> **Exercise description**
Reproduce the entries below word for word, leaving out the pictures.

-*-

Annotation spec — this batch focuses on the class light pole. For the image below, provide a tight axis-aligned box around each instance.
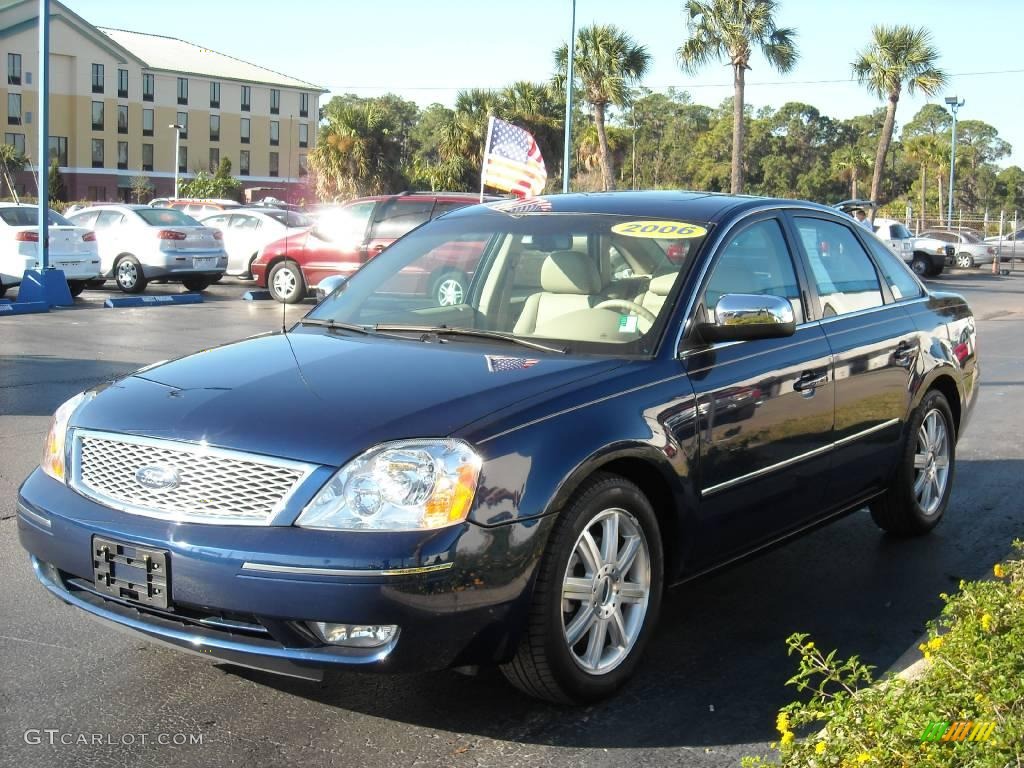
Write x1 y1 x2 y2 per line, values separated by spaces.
946 96 964 228
167 123 185 198
562 0 575 193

-*-

> **Solved problem**
Annotation spec — this batch focuses on the class light pole. For the image below, provide a tight axis-aligned box around each instance.
Write x1 y1 x2 y2 per line, values separated by spaces.
946 96 964 228
167 123 185 198
562 0 575 193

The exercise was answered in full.